BRIEF - Output the full material exactly as it appears here.

-- DATA ENTRIES start --

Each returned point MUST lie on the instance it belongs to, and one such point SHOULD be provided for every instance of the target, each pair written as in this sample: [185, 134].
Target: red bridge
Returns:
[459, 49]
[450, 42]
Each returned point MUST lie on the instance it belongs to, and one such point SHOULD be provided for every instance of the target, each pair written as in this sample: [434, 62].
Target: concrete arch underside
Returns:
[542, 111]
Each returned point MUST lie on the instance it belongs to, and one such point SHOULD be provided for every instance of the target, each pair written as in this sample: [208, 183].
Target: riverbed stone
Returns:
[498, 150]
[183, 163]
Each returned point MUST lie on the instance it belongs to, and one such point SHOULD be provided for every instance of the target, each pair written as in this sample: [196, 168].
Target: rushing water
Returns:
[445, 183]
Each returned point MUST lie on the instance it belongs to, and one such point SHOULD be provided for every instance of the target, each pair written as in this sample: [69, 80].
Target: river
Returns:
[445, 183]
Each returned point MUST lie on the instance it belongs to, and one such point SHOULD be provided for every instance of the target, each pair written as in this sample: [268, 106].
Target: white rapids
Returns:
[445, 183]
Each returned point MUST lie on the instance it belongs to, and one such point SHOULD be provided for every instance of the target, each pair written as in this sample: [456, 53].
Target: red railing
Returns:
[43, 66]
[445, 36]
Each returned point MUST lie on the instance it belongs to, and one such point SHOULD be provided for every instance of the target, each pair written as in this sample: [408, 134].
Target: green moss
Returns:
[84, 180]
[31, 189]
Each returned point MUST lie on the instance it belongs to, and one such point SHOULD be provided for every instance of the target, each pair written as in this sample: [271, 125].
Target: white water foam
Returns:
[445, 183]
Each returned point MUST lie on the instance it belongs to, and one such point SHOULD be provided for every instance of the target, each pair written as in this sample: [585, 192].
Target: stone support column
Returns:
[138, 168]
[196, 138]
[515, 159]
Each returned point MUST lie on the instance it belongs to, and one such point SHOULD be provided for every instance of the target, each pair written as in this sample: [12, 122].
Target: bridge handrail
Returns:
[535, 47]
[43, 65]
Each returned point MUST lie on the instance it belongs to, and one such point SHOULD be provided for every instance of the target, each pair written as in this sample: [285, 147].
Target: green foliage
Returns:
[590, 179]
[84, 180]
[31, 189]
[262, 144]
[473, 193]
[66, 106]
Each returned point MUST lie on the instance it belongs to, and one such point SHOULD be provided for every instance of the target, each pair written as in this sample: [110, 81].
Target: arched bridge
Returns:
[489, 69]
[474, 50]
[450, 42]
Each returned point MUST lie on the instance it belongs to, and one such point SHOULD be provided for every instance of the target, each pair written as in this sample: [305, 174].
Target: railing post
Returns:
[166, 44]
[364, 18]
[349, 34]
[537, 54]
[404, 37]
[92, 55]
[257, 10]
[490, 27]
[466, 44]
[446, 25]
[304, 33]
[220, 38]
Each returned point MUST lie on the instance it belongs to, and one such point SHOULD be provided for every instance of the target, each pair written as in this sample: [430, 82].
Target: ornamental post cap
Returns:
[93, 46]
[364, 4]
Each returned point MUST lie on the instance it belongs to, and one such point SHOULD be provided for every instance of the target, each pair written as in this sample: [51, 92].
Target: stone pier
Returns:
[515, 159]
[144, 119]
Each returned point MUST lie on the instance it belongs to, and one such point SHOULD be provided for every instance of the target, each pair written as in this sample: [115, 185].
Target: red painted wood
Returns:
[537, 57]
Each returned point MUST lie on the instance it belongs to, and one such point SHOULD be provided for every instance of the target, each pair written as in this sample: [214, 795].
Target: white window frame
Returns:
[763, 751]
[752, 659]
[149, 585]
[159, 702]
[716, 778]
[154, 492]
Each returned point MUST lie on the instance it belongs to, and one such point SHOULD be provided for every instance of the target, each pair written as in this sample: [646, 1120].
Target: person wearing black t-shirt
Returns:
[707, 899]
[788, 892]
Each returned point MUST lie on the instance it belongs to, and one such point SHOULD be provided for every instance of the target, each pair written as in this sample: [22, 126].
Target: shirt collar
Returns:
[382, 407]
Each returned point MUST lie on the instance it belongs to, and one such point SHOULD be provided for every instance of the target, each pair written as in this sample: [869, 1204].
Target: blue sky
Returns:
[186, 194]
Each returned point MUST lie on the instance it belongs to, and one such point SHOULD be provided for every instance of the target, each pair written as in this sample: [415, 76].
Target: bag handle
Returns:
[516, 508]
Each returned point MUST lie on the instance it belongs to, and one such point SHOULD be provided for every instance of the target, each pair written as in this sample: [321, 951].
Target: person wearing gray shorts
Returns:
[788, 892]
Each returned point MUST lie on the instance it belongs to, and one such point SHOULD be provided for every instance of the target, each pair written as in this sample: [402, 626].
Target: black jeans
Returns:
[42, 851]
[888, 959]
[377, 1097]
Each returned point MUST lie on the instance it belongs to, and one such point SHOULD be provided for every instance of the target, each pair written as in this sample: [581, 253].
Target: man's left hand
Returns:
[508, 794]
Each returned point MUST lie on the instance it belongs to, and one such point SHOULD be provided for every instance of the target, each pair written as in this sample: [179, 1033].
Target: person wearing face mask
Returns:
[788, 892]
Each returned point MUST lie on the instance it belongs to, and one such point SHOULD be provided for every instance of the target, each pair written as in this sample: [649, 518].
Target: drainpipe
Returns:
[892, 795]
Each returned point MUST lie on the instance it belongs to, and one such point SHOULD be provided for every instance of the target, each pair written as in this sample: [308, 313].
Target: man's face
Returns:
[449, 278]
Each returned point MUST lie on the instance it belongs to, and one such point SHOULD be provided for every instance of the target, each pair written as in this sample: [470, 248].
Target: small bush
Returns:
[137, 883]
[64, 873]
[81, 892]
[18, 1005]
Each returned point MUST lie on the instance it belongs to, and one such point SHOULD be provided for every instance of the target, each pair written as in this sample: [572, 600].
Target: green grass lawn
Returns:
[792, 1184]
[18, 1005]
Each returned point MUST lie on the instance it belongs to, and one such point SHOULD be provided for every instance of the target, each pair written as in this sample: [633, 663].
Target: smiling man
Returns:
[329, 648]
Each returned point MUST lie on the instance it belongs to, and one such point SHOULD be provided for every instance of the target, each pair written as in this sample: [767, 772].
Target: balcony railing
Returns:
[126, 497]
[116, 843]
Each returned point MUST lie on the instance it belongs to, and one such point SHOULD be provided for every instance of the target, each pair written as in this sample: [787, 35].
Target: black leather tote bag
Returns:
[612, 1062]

-- DATA ENTRIES end --

THE OUTPUT -
Each returned point MUST lie on the instance it belongs to, and one such point SHOULD be provided for every instance of the target, each pair written as in this sample: [185, 134].
Target: red bridge
Returns:
[459, 49]
[450, 42]
Each returned point MUST lie on the instance it belongs to, and one such point SHOULD be provided for every instance of the target, each pair written as in this sample: [434, 62].
Target: concrete arch underside
Returns:
[542, 111]
Each returned point MUST lie on the instance it belongs to, and one such point SHOULD be provided for every instance of the target, each pair written as in this sample: [208, 183].
Target: riverbed stone
Returns:
[498, 150]
[183, 163]
Each returned point MUST lie on the instance it belongs to, and one such point SHOULD be provided for every instance of the target, each pair written as in this sample: [196, 168].
Target: rushing water
Returns:
[445, 183]
Each returned point MUST lie on the instance it belongs to, and one such point SHOULD be provided for every instance of the target, each pair written as in this sample: [69, 80].
Target: river
Returns:
[445, 183]
Each returned point MUST lie on the instance it belongs to, and one such point SHOULD be provided for every instance of the target, each pair written as in this sample: [268, 106].
Target: white rapids
Returns:
[445, 183]
Each returned point MUST lie on the instance it belongs to, and one such point SHOULD be provided for every instance of the target, each pair written as in this sample: [456, 53].
Target: red railing
Returns:
[43, 66]
[445, 36]
Each returned point MUST lie on the instance it belongs to, and one such point SHOULD be provided for every instance of the target, each pair written as in this sample: [408, 134].
Target: green moss
Returns:
[84, 180]
[31, 189]
Each returned point MUST lie on the instance it belongs to, and one such point SHOULD be provided for every instance of the target, each pair written as in this sample: [271, 125].
Target: white water foam
Returns:
[445, 183]
Each returned point MUST lie on the instance it belongs to, and one such point SHOULD be provided for every instance of the target, each pair written as in this sample: [585, 192].
Target: stone support column
Returns:
[138, 168]
[196, 138]
[515, 159]
Each returned point MUST lie on the instance it belongs to, and one such point SHOULD be provided for every instance of the target, each pair written as in this sample: [12, 122].
Target: bridge handrail
Returns:
[535, 47]
[43, 65]
Each returned point MUST lie on the instance it belongs to, and one such point SHOULD be provided for every instance of the target, each pair written as in this sample: [285, 147].
Target: green foliage
Returns:
[590, 179]
[84, 180]
[31, 189]
[262, 144]
[473, 193]
[66, 106]
Each returned point MUST lie on the instance it belongs to, and one such point SHOULD be provided for every instance of the target, each pair written as in this sample: [110, 81].
Target: arched bridge
Returns:
[489, 69]
[474, 50]
[450, 42]
Each returned point MUST lie on the instance it belongs to, and one such point SHOULD be provided for every instance of the target, each pair written as in this sample: [305, 174].
Target: railing post
Returns:
[166, 44]
[364, 18]
[349, 34]
[537, 54]
[404, 37]
[92, 55]
[257, 10]
[490, 27]
[466, 44]
[446, 25]
[304, 33]
[220, 38]
Each returned point MUST lie on the instance it belongs to, and one such point SHOULD be provided for every instance of the target, each pair written as in this sample: [430, 82].
Target: ornamental post cap
Returns:
[93, 46]
[364, 4]
Each returned point MUST lie on the instance it belongs to, and one such point SHOULD be provided for every instance of the target, each pair written as in this sample: [51, 92].
Target: stone pier
Returns:
[515, 159]
[144, 119]
Each returned point MUST lie on the instance it belongs to, and one such point SHOULD be provided for every instance of the target, each pair written as in this sample: [115, 185].
Target: red painted wood
Returns:
[537, 57]
Each returned point MUST lie on the instance it belongs to, and one such point SHOULD be provided for every instance of the target, each pair written as in this sample: [214, 795].
Target: white window frame
Returns:
[763, 751]
[752, 659]
[149, 585]
[159, 702]
[716, 778]
[154, 492]
Each returned point MUST lie on the instance it belongs to, and one such point SHOULD be provided for every instance of the target, each pair written as in this sample: [646, 1120].
Target: person wearing black t-shirt
Returns:
[707, 899]
[788, 892]
Each returned point MUST lie on the instance it belongs to, and one such point SHOULD be provided for every instance of the target, each pair written as in this sample: [22, 126].
Target: shirt collar
Returns:
[382, 407]
Each returned point MUST lie on the instance it belongs to, and one such point SHOULD be provided for every instance of the target, each pair written as in this sample: [869, 1204].
Target: blue sky
Returns:
[186, 194]
Each returned point MUST lie on the instance it belongs to, and one such point SHOULD be provided for every instance of the target, each pair written as in this sample: [415, 76].
Target: bag handle
Returns:
[516, 508]
Each returned point MUST lie on the instance it belongs to, and one such point SHOULD be provided for every instance of the target, each pair written as in this sample: [321, 951].
Target: person wearing gray shorts
Returns:
[788, 892]
Each returned point MUST lie on the instance it belongs to, and one such point SHOULD be provided for every instance of the target, each pair written as in this sample: [402, 626].
Target: black jeans
Returns:
[42, 851]
[888, 959]
[377, 1097]
Each returned point MUST lie on the instance it belongs to, and one such point SHOULD be provided for every instance of the target, each pair written as in this sample: [581, 253].
Target: man's left hand
Returns:
[508, 794]
Each returned point MUST lie on the instance it belongs to, and one such point SHOULD be provided for every instance of the target, each pair written as in this sample: [179, 1033].
Target: person wearing face mask
Returns:
[788, 892]
Each returned point MUST lie on the instance it belongs to, and one such point SHOULD be provided for every instance of the target, each pair written as in this sample: [649, 518].
Target: drainpipe
Returns:
[892, 795]
Each returned point MUST lie on the instance it belongs to, and one such point SHOULD be provided for every instance of the target, each pair written as in this sample: [308, 313].
Target: man's face
Returns:
[449, 278]
Each returned point MUST lie on the instance it belongs to, and one such point SHOULD be provided for every instance of the target, each pair written as in this sample: [470, 248].
Target: small bush
Returns:
[137, 883]
[64, 873]
[81, 892]
[18, 1005]
Each returned point MUST lie on the instance it belongs to, and one such point SHOULD be provided for every instance of the target, each pair written as in this sample: [572, 600].
Target: green grass lawn
Returns:
[792, 1184]
[18, 1005]
Each returned point MUST lie on the instance it belongs to, and one such point SHOULD be provided for every instance of the target, each pair written as in this sample: [633, 663].
Target: smiling man
Returns:
[329, 648]
Each returned point MUST lie on the instance it belongs to, and one such point SHOULD be provided for every instance of the target, each pair written as in this sample: [767, 772].
Target: balcony railing
Returns:
[126, 497]
[116, 843]
Each returned point MUST lie on the instance it belongs to, and one such point SHOULD be provided for every instance of the target, each pair written as in this sample: [787, 35].
Target: black leather tote bag
Returns:
[612, 1062]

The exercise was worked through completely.